As part of NIH’s Wednesday Afternoon Lecture Series, the Director’s Lectures feature leading researchers from around the globe. Nominated by scientists and interest groups throughout NIH, the NIH Director specifically approves these annual lectures. There are approximately three NIH Director’s Lectures per year.

The molecular logic of synapse formation in the brain

May 4, 2017 -
3:00pm to 4:00pm
Thomas Christian Südhof, M.D. , Stanford School of Medicine

Thomas Südhof is interested in how synapses form and function in the developing and adult brain. His work focuses on the role of synaptic cell-adhesion molecules in establishing synapses and shaping their properties, on pre- and postsynaptic mechanisms of membrane traffic, and on impairments in synapse formation and synaptic function in neuropsychiatric and neurodegenerative disorders.

Adventures in brain plasticity: from memory palaces to soulcycle

December 7, 2016 -
3:00pm to 4:00pm
Wendy A. Suzuki, Ph.D., New York University

Suzuki’s lab studies the patterns of electrical activity in the brain that underlie our ability to form and retain new long-term memories as well as the effects of physical aerobic exercise to improve a wide of cognitive functions including mood, memory, and attention.

Engineering T cells: moving beyond leukemia

September 28, 2016 -
3:00pm to 4:00pm
Carl June, M.D. , University of Pennsylvania

It is now well established that the immune system can control and eliminate cancer cells. Adoptive T-cell transfer has the potential to overcome the significant limitations associated with vaccine-based strategies in patients who are often immune compromised. Dr. June will discuss how the emerging discipline of synthetic biology—which combines elements of genetic engineering and molecular biology to create new biological structures with enhanced functionalities—can be applied to cancer.

Ancient DNA and the new science of the human past

September 21, 2016 -
3:00pm to 4:00pm
David Reich, D. Phil., Harvard Medical School

Beginning in 2010, it became practical to sequence whole genomes extracted from DNA extracted from ancient human bones, and to analyze the data to understand changes in biology over time. Since then, the amount of ancient DNA data has increased at an extraordinary rate, with the number of samples with at least one-fold genome coverage being five in 2013, 18 in 2014, and 116 in 2015. Dr. Reich will begin his lecture by describing how present-day Europeans derive from a fusion highly divergent ancestral populations as different from each other as are Europeans and East Asians.

Translating the cancer genome: transforming cancer care

March 30, 2016 -
3:00pm to 4:00pm
Elaine R. Mardis, Ph.D. , Washington University School of Medicine

Dr. Mardis has research interests in the application of next-generation sequencing to characterize cancer genomes and transcriptomes, and using these data to support therapeutic decision-making. She also is interested in facilitating the translation of basic science discoveries in cancer into the clinical setting.

### Supplied data:

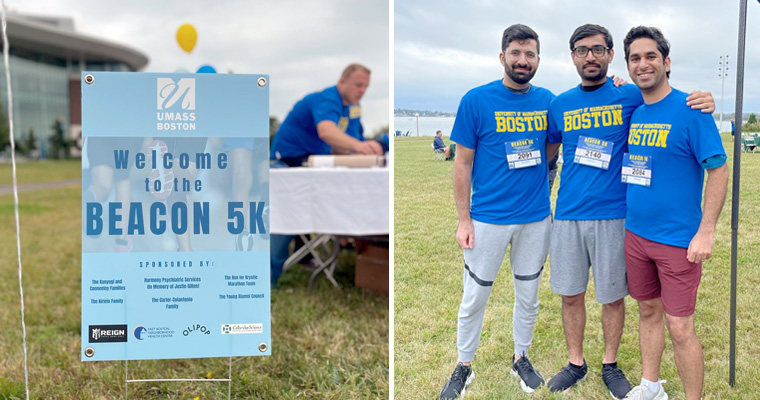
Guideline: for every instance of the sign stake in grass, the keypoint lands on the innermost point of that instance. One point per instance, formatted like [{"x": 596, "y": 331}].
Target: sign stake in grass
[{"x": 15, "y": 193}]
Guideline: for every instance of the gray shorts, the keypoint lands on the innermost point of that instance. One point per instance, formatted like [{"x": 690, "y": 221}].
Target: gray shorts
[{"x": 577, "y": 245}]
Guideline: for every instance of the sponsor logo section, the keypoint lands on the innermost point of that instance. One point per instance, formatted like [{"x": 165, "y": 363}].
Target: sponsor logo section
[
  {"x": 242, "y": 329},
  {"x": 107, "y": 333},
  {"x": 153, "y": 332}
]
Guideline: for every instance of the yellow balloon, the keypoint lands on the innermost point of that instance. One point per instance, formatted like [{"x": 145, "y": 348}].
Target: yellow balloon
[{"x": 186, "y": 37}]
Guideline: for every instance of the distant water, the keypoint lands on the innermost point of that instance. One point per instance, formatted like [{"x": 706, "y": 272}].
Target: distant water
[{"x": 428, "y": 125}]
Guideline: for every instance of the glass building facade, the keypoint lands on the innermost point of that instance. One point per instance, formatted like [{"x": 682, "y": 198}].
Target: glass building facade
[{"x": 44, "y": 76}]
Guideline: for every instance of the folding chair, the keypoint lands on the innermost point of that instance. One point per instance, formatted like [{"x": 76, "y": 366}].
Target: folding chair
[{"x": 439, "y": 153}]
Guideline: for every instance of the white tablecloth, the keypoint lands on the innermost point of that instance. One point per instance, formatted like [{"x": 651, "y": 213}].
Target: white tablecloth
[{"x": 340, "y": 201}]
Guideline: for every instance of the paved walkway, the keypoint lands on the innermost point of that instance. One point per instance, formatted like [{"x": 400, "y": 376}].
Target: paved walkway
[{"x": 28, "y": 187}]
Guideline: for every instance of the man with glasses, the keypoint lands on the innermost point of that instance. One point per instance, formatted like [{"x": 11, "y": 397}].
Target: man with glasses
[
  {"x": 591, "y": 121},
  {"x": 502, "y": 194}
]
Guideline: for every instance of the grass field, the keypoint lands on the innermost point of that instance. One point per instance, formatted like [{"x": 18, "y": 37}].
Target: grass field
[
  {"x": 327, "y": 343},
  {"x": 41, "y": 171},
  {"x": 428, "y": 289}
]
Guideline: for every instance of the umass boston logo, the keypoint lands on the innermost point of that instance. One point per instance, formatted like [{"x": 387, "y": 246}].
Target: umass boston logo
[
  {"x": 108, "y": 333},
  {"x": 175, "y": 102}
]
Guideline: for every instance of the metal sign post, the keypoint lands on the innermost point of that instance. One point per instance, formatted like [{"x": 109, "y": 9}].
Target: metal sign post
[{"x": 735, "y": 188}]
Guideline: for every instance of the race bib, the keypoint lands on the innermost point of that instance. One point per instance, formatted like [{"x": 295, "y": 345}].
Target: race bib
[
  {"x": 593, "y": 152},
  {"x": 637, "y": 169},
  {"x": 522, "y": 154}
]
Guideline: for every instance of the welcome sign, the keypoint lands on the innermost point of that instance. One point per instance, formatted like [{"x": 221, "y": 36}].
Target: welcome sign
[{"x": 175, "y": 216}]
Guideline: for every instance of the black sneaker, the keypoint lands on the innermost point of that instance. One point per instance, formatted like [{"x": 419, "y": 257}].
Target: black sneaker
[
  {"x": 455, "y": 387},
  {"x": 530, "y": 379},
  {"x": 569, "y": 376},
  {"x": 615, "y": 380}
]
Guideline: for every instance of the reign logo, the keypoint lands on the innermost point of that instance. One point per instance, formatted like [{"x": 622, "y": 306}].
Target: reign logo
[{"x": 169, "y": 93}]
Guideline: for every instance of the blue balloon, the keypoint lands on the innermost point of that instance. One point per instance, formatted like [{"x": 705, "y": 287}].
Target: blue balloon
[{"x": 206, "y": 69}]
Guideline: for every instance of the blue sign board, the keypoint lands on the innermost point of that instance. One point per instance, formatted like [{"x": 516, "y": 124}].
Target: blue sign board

### Task goal:
Please explain, in one to three sentences, why the lecture listing says adoptive T-cell transfer has potential in cancer treatment, using the reason the listing itself gives.

### Result:
Adoptive T-cell transfer has the potential to overcome the significant limitations of vaccine-based strategies in cancer patients, who are often immune compromised. This rests on the listing's premise that the immune system can control and eliminate cancer cells.